→ **DO THIS**
Both ends included, set down the lines from the line containing "of the arched" through the last line of the records below, without pictures.

[Point labeling dataset excerpts]
..........

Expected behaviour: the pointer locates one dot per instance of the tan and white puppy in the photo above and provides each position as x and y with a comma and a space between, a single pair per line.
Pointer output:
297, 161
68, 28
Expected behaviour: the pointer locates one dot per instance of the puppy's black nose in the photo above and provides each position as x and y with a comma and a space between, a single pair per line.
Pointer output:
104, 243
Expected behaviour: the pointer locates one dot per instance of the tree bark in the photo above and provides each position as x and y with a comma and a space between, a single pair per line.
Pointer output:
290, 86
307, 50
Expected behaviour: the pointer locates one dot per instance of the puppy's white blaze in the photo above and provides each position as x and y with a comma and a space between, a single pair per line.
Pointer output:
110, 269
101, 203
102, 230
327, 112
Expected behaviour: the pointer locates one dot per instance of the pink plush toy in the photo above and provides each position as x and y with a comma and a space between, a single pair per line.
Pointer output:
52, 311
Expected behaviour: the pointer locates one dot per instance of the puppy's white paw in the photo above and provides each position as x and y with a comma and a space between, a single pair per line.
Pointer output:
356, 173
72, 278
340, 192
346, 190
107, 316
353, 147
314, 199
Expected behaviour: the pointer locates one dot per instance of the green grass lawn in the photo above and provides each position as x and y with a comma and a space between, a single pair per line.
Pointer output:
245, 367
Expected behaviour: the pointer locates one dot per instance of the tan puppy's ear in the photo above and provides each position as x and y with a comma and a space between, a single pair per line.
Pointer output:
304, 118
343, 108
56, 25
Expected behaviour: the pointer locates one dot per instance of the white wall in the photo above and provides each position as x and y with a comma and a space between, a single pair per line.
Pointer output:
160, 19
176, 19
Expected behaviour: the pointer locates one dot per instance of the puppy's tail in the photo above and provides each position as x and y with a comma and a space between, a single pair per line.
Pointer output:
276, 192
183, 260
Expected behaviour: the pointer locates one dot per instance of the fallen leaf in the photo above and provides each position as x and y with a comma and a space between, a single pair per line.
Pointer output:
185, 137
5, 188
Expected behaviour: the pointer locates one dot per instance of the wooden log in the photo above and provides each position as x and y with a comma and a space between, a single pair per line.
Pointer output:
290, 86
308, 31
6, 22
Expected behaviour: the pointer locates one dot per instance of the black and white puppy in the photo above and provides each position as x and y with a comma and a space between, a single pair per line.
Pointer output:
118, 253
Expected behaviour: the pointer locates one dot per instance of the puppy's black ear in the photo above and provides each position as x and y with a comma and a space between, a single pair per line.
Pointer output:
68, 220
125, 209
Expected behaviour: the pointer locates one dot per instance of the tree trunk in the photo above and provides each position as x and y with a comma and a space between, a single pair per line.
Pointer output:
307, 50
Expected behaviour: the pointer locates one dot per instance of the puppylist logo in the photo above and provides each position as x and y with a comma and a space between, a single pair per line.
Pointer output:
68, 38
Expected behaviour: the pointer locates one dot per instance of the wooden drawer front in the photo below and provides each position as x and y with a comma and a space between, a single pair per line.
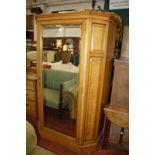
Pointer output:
30, 85
30, 105
30, 95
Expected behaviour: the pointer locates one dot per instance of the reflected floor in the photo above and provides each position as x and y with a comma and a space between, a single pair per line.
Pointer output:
61, 124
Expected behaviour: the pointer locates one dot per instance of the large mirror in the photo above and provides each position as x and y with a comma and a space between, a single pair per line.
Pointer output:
60, 69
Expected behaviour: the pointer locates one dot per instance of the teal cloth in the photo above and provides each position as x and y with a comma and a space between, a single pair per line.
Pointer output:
53, 78
51, 97
31, 138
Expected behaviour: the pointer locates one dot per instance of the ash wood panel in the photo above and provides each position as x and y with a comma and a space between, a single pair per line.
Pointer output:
120, 90
83, 80
94, 97
98, 33
110, 45
88, 108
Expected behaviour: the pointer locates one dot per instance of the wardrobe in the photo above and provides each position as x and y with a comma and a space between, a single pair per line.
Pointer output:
75, 122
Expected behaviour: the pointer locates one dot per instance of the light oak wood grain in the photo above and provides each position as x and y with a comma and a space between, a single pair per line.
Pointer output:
98, 31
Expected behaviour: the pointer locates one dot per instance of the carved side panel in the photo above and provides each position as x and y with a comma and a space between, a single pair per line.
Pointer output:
93, 98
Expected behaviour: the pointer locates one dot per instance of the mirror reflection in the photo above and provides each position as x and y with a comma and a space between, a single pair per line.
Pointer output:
60, 55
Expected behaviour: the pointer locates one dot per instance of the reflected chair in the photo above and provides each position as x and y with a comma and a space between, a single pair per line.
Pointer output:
55, 83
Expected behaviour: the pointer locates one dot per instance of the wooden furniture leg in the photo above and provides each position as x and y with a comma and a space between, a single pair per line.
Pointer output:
106, 132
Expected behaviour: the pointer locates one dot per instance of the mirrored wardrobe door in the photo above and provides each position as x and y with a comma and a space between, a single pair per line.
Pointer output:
60, 69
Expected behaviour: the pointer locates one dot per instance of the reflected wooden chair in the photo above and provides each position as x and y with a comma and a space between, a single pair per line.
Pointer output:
118, 116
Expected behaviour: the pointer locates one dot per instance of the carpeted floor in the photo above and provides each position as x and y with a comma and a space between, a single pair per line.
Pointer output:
110, 150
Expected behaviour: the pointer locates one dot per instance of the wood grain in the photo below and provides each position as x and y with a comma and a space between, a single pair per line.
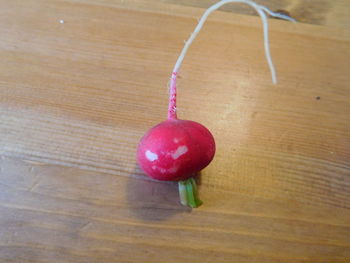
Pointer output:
76, 97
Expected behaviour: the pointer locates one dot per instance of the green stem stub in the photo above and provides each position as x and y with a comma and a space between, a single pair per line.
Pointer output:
189, 193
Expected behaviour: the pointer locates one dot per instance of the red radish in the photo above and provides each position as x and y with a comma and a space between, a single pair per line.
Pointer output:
175, 150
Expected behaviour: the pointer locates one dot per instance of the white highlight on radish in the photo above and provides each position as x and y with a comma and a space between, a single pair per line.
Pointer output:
181, 150
261, 10
173, 169
151, 156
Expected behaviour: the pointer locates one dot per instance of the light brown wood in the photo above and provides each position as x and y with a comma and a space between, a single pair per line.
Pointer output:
76, 97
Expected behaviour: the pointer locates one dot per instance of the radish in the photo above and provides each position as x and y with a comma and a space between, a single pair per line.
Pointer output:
175, 150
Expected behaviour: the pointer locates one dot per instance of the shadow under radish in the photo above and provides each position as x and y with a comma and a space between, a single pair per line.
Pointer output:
151, 200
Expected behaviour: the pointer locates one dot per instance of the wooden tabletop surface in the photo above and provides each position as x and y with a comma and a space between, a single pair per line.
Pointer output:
82, 80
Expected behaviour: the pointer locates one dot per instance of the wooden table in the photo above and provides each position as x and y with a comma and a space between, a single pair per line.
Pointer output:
82, 80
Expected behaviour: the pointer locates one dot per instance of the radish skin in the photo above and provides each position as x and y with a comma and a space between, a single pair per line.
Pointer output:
176, 150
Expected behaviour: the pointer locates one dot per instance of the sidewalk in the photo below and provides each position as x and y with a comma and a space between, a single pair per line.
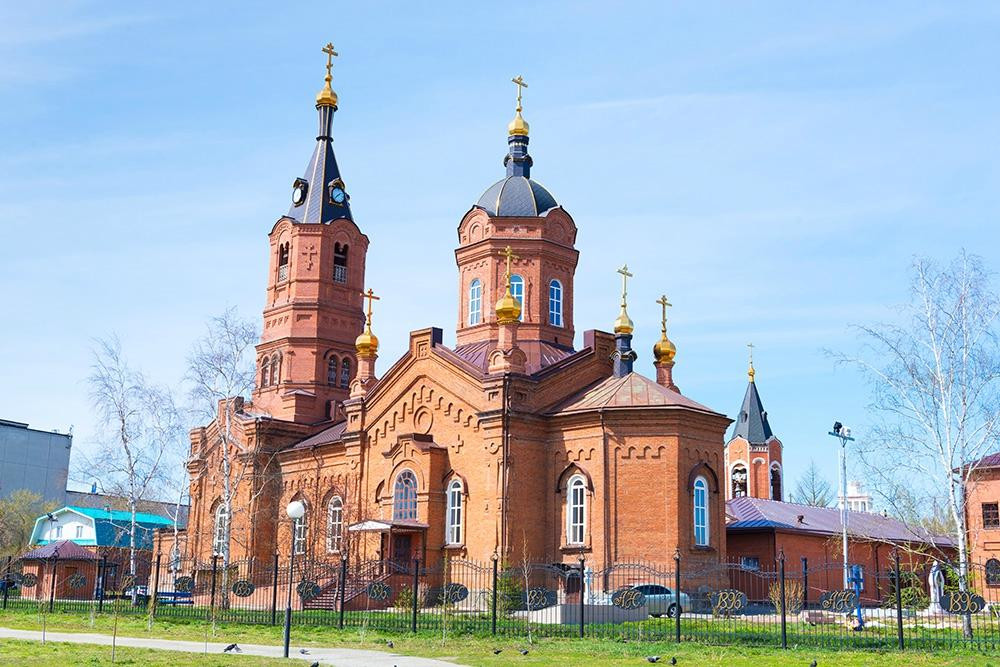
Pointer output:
342, 657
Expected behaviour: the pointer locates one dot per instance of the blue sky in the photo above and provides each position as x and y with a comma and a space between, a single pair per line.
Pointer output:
772, 167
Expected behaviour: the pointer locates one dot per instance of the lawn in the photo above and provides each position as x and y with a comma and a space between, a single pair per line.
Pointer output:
466, 650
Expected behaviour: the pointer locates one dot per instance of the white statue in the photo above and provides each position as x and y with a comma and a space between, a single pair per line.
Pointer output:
935, 585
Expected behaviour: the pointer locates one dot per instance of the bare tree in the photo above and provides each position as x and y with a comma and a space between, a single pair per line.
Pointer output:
221, 373
812, 488
139, 425
935, 378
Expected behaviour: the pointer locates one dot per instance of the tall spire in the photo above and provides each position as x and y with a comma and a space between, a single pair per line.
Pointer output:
517, 161
320, 195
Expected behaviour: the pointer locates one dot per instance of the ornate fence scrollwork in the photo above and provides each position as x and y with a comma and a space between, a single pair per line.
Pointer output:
962, 602
840, 601
628, 598
243, 588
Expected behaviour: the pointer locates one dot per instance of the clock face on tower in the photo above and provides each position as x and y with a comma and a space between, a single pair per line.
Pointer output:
299, 192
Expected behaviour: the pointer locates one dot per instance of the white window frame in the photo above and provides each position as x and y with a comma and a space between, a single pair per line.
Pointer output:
300, 532
555, 303
453, 516
475, 302
701, 524
335, 525
517, 291
576, 510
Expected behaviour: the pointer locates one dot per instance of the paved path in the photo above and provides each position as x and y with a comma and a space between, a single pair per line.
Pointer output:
342, 657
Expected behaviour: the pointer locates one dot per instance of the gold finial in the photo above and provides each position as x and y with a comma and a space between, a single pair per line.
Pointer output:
326, 97
518, 126
664, 350
367, 343
624, 323
508, 308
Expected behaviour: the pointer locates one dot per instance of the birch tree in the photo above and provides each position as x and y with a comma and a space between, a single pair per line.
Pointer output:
138, 425
221, 372
935, 381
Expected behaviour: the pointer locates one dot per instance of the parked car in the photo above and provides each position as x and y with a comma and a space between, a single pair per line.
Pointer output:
661, 600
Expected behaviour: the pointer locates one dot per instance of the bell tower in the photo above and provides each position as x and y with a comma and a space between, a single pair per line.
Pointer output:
316, 274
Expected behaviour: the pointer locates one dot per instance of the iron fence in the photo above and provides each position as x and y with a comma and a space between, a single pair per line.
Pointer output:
789, 603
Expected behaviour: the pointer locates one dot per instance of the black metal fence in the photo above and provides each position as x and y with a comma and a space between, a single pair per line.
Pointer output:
792, 603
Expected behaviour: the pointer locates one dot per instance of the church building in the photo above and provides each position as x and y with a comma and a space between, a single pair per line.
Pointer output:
519, 441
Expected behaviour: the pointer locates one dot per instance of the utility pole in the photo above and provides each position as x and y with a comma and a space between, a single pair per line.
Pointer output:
843, 434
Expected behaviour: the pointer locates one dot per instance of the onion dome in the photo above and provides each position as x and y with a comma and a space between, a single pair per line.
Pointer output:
664, 350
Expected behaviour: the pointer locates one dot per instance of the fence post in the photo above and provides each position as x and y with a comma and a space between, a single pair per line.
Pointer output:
784, 604
6, 580
156, 588
343, 587
899, 600
104, 583
52, 588
583, 589
416, 585
496, 593
805, 583
677, 595
215, 560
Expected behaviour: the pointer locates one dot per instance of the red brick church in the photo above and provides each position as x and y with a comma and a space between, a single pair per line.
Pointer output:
519, 440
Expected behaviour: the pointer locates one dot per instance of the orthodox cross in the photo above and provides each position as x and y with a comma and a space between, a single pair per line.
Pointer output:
519, 80
370, 295
665, 304
625, 276
330, 53
508, 252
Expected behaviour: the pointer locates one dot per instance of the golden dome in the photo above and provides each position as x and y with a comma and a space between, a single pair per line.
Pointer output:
518, 126
326, 97
508, 309
367, 343
664, 350
624, 323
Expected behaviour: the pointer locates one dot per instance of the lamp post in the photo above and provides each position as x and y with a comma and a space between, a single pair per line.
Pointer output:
843, 434
295, 511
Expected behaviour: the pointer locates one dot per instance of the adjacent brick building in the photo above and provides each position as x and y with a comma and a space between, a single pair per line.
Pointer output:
514, 442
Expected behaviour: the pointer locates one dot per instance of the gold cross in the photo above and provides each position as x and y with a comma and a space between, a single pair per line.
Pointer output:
625, 276
508, 252
666, 304
519, 80
370, 295
330, 53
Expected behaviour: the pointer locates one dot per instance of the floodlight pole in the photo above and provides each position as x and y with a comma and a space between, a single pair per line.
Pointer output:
842, 435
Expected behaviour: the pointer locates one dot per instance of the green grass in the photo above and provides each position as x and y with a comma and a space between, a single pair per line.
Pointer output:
469, 650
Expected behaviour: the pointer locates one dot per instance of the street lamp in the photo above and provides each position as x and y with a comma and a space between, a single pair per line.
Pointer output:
295, 511
843, 434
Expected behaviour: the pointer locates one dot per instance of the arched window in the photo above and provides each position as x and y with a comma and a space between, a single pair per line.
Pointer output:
334, 524
300, 530
775, 482
475, 302
340, 263
283, 261
345, 373
576, 509
453, 529
701, 512
404, 496
275, 369
555, 303
220, 536
739, 481
517, 291
331, 371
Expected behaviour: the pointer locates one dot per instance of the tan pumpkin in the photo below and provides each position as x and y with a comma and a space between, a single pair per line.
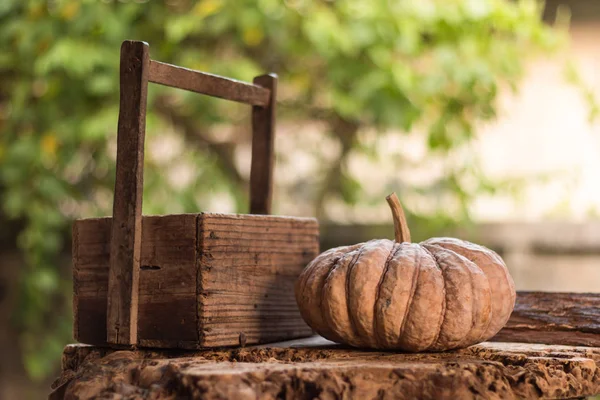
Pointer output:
440, 294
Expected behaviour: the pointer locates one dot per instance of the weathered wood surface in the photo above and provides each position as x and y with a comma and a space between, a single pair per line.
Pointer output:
263, 148
209, 84
205, 279
122, 304
315, 368
554, 318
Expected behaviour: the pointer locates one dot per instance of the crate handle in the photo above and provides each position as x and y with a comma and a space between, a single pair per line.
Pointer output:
136, 70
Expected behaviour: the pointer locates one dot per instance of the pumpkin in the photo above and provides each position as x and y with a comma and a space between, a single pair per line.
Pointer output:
440, 294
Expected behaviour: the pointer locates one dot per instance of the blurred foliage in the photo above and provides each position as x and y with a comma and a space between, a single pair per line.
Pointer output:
352, 65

..........

→ **EXPECTED ANSWER**
Expected behaviour: the pointer locates one dot per instance of the arched window in the photo above and provides each position as x and y with a comma and a space between, a single pair per line.
Pointer output:
334, 524
300, 530
775, 482
475, 302
340, 263
283, 261
345, 373
576, 509
453, 529
701, 512
404, 496
275, 369
555, 303
220, 536
739, 481
517, 291
331, 371
Expected behaviour: the pointer locates one dot per instance of the tan pumpkin in the photo below and provides each position as x and y with a comma and a space between, a single pair per line.
Pointer output:
440, 294
Expected behaviour: the pointer locates one dot per instance of the weathered wood surface in the photo above and provides each position as x and y with a comma and a space between, a single pair per line.
Pointer output:
263, 148
209, 84
205, 279
122, 304
315, 368
554, 318
Expected behaviour: the pointer locates one dot per instance of the crate handle in the photo above and provides each position as x and y with a comma and a space between, a single pair per line.
Pointer output:
136, 70
Expected behaviour: the pointer locates one dot per instance of the pumpkin in the photo above and provides each position as x and y with a comma and a space between, a single pair per line.
Pointer output:
440, 294
Expected behaviour: the pointer locates one dot per instance of the blurred foliage in the photo above and provides each position as x and y with a comma and a space between, a single pair per line.
Pointer output:
352, 65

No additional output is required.